▶ Written request
Report each line in the records below that contains the word "standing", copying every such line in full.

▶ Provided data
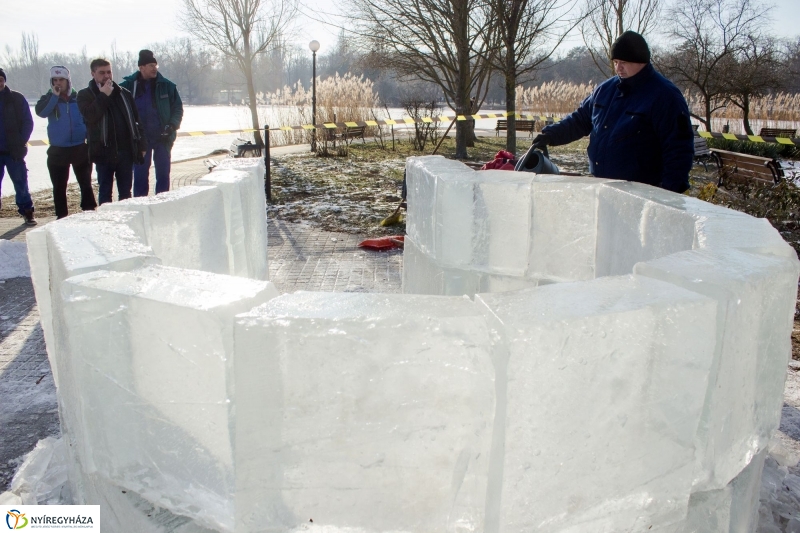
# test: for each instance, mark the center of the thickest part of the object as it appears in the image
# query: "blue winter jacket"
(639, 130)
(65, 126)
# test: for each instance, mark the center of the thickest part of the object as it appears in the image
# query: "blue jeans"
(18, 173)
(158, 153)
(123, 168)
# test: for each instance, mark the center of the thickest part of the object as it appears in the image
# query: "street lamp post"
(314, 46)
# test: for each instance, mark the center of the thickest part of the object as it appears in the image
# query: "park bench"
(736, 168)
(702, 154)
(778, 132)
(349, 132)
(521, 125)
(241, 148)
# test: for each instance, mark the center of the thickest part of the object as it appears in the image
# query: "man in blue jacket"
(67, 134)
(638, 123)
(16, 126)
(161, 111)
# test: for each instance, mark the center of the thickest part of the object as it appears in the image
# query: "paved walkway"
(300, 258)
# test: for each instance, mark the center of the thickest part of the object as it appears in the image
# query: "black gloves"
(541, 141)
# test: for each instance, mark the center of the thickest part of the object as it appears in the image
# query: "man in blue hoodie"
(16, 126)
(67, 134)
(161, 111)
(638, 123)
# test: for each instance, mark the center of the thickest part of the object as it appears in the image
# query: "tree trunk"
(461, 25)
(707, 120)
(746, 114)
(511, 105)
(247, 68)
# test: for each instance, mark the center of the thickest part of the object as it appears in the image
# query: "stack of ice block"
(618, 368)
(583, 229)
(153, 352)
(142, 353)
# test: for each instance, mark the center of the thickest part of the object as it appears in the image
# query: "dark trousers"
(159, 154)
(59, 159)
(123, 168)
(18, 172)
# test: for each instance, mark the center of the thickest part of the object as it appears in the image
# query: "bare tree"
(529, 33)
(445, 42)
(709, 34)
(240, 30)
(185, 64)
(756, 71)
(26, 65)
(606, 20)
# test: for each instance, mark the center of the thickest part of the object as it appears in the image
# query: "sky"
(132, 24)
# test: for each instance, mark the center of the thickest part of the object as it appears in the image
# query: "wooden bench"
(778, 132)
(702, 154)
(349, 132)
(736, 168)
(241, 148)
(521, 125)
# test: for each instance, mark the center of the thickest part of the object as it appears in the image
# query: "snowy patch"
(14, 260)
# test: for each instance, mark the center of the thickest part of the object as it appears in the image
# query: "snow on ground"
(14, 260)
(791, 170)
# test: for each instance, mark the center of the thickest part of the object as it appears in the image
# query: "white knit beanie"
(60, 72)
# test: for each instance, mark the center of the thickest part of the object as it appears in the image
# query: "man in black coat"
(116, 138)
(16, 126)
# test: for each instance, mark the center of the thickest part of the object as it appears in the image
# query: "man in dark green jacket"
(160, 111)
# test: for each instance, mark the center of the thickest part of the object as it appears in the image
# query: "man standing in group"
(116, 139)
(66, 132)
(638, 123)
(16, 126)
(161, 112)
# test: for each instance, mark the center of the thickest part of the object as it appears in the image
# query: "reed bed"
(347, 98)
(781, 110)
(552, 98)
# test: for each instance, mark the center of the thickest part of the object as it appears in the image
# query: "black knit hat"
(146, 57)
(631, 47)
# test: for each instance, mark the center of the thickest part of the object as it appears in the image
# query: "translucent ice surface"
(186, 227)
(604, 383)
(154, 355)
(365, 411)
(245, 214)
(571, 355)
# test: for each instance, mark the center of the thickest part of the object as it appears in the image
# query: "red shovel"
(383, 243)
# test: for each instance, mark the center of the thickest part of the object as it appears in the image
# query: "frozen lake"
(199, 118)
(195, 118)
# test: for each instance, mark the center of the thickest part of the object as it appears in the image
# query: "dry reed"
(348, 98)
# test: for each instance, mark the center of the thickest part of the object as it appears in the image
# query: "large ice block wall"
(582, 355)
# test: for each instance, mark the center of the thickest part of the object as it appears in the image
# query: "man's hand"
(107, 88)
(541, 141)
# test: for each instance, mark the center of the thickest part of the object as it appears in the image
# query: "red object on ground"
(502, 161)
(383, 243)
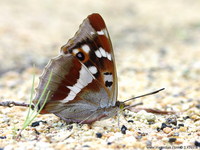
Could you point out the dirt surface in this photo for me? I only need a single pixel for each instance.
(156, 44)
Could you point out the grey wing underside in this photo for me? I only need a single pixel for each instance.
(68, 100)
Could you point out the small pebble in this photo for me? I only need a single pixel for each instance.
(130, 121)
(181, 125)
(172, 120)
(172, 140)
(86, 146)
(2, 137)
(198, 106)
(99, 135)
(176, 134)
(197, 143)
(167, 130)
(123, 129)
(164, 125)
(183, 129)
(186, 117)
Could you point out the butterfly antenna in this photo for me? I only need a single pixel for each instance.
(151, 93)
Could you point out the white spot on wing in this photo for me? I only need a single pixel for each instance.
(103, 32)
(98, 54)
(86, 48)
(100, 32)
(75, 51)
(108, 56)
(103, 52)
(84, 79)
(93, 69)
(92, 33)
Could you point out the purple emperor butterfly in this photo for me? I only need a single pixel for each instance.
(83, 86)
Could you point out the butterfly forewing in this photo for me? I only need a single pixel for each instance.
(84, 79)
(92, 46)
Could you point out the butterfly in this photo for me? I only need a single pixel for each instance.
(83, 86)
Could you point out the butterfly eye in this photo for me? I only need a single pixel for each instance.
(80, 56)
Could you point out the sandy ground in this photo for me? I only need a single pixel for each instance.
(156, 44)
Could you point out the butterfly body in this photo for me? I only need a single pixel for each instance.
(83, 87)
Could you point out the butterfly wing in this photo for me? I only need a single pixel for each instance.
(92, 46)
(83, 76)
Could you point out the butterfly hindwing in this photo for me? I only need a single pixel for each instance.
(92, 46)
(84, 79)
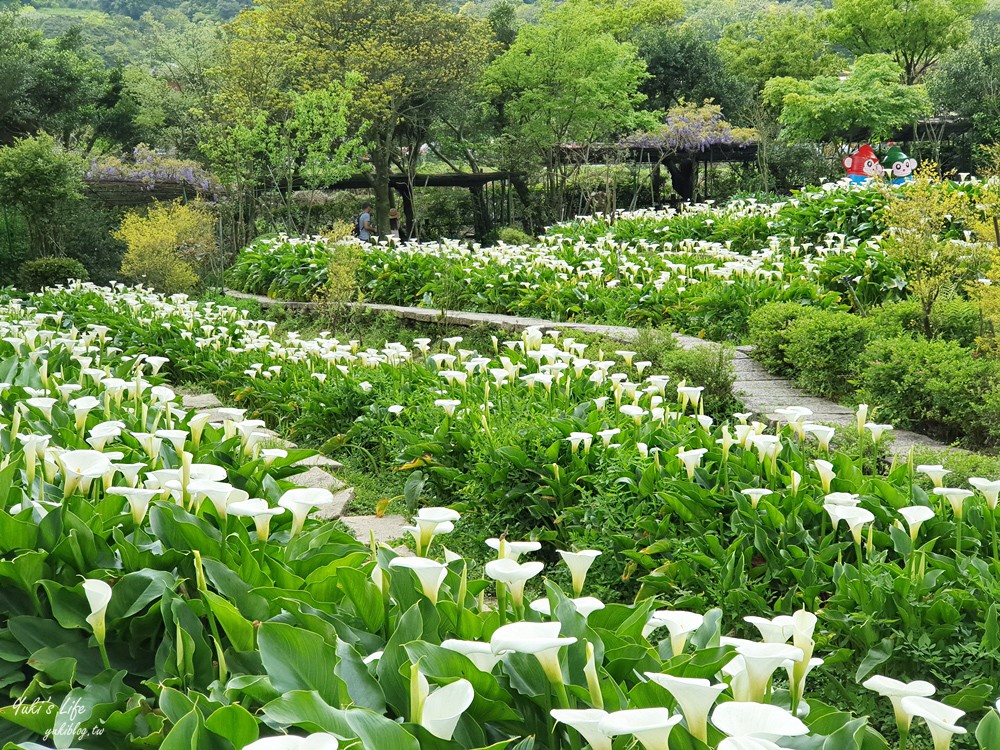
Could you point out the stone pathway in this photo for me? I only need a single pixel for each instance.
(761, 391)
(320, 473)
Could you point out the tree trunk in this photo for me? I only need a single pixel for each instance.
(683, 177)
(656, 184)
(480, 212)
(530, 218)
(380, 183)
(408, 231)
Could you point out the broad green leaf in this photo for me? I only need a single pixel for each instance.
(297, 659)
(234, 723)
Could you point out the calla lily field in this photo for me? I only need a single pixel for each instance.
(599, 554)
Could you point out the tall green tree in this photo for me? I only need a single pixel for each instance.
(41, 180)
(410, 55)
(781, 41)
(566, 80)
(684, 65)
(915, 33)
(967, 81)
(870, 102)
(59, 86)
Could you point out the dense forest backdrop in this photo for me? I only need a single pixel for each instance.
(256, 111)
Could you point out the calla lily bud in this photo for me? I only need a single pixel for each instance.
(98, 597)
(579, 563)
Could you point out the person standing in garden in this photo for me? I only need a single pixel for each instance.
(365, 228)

--

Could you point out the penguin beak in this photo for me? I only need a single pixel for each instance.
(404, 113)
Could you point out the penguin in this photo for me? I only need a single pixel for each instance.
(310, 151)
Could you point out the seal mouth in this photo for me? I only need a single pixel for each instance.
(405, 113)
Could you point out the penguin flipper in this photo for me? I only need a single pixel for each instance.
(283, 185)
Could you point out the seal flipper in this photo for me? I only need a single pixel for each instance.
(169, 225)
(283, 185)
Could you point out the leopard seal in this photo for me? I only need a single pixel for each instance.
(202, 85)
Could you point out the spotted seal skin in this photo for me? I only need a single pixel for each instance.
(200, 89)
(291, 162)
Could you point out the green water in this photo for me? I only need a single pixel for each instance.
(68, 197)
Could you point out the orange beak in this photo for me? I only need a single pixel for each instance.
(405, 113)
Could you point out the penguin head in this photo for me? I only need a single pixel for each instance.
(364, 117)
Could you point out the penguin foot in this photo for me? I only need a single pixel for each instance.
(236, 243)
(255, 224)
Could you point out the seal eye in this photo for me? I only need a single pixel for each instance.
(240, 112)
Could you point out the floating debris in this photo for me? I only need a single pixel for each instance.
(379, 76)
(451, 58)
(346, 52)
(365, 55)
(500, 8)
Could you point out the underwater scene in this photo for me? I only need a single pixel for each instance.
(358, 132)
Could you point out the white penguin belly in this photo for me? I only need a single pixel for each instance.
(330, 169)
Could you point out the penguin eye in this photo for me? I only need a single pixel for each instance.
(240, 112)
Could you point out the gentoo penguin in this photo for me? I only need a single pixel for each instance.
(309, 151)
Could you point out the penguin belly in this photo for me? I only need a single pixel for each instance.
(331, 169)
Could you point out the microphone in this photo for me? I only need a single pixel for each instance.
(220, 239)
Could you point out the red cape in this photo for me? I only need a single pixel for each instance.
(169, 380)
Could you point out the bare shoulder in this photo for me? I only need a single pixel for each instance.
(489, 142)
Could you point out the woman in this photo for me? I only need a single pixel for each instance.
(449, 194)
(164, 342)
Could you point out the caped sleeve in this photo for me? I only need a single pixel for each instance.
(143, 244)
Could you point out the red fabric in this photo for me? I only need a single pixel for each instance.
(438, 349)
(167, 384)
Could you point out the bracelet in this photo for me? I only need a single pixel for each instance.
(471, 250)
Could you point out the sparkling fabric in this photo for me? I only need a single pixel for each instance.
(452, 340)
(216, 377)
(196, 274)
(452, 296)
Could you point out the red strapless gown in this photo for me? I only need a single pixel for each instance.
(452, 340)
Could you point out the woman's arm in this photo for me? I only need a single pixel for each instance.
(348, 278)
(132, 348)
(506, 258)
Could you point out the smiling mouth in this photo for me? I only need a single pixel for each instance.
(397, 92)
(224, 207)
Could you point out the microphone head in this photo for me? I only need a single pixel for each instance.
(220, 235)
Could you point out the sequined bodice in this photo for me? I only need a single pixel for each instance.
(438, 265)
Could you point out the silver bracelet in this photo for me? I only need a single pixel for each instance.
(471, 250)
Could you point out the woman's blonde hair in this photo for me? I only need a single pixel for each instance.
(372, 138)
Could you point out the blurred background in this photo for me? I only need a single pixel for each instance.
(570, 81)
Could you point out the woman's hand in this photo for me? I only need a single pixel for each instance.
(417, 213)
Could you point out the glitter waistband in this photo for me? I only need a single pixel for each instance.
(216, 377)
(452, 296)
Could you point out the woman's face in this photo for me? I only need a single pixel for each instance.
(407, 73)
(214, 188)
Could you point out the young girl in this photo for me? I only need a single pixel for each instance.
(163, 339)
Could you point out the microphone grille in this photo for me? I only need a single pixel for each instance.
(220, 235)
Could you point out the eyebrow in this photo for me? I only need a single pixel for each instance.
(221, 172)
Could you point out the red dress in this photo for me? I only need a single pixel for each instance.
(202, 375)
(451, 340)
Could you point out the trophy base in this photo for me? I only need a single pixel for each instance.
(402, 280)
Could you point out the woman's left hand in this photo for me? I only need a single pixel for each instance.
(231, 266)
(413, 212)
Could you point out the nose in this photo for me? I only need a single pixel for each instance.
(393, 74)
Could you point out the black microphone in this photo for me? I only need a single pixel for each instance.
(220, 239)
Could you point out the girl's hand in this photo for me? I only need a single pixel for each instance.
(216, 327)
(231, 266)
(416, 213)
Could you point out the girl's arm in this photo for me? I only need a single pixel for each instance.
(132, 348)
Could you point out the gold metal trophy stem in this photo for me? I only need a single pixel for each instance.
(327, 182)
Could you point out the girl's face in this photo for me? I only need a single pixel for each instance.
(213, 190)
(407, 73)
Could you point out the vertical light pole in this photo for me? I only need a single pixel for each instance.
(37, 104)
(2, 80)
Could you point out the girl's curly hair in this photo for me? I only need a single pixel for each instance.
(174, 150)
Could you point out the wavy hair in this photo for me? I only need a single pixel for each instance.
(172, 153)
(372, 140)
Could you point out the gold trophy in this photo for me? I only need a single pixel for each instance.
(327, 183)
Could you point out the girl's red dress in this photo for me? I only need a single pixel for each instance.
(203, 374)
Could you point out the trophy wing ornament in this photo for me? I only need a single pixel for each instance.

* * *

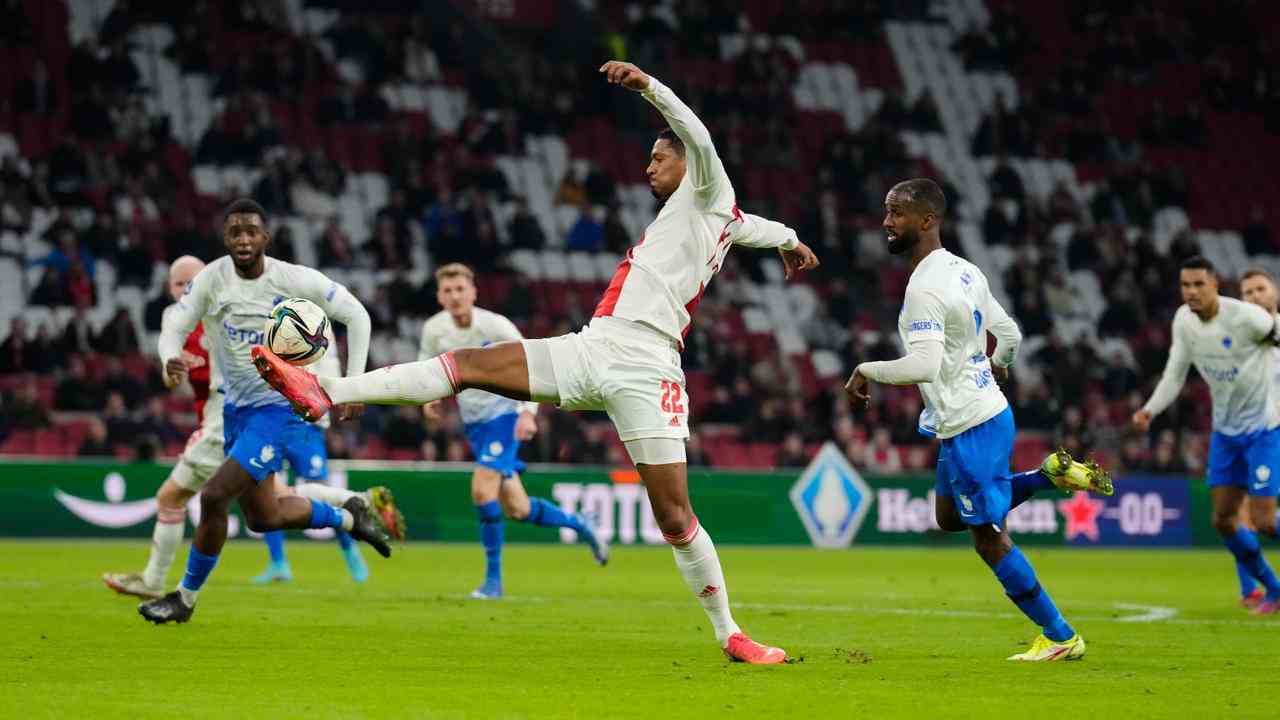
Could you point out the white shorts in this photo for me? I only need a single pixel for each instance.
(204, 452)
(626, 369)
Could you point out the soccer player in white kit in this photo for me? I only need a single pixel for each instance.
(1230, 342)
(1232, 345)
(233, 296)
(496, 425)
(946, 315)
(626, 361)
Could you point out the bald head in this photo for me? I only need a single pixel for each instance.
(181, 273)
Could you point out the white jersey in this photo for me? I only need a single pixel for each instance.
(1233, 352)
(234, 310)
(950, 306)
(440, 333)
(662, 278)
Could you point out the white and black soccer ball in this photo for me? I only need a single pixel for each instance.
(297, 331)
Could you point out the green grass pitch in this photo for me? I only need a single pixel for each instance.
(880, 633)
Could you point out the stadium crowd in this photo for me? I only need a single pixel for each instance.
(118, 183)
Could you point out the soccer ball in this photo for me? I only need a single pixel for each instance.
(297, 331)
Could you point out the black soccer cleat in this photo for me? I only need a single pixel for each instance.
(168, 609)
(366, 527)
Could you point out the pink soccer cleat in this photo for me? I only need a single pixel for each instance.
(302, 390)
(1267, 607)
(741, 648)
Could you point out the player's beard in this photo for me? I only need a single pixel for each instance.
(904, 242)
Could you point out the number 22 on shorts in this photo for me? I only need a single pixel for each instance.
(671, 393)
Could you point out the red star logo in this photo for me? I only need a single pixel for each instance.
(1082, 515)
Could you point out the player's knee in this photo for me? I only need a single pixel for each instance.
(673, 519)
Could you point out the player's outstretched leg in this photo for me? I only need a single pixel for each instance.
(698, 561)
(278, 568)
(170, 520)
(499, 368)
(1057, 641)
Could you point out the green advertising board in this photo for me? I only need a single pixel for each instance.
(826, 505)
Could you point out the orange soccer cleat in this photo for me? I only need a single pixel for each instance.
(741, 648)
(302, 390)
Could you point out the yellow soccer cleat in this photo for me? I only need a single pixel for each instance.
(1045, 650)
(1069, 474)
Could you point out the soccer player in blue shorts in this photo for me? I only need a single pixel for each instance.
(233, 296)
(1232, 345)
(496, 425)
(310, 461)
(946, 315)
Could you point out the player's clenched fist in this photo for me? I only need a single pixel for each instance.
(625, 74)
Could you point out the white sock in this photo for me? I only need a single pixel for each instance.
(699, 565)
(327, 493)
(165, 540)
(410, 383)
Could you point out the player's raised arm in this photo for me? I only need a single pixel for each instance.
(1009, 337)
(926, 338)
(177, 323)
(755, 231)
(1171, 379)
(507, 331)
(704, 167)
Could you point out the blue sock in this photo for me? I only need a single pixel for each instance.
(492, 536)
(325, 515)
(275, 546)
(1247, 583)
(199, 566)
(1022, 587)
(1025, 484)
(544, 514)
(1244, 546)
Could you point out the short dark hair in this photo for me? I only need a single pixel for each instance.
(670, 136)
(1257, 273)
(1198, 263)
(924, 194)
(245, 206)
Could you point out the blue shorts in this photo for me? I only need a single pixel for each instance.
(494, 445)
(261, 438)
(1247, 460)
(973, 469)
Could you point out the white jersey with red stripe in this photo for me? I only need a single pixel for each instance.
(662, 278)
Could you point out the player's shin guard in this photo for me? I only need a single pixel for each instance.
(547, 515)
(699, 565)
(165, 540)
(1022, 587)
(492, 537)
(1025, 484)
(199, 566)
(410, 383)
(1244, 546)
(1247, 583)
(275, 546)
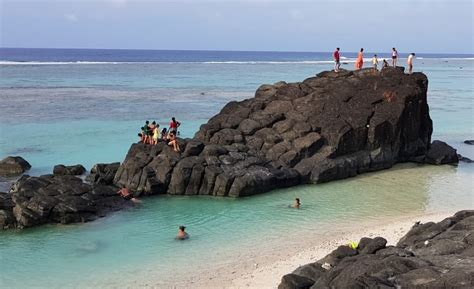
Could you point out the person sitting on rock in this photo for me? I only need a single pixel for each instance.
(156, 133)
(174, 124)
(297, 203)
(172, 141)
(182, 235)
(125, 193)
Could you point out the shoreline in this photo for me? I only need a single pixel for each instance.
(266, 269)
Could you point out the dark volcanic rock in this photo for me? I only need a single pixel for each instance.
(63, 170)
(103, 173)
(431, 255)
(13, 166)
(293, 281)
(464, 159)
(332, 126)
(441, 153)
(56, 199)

▶ Exercise answer
# query: "man standing in group"
Could you point out the person standing in garden in this photo for me? I only need a single pixel for each instance.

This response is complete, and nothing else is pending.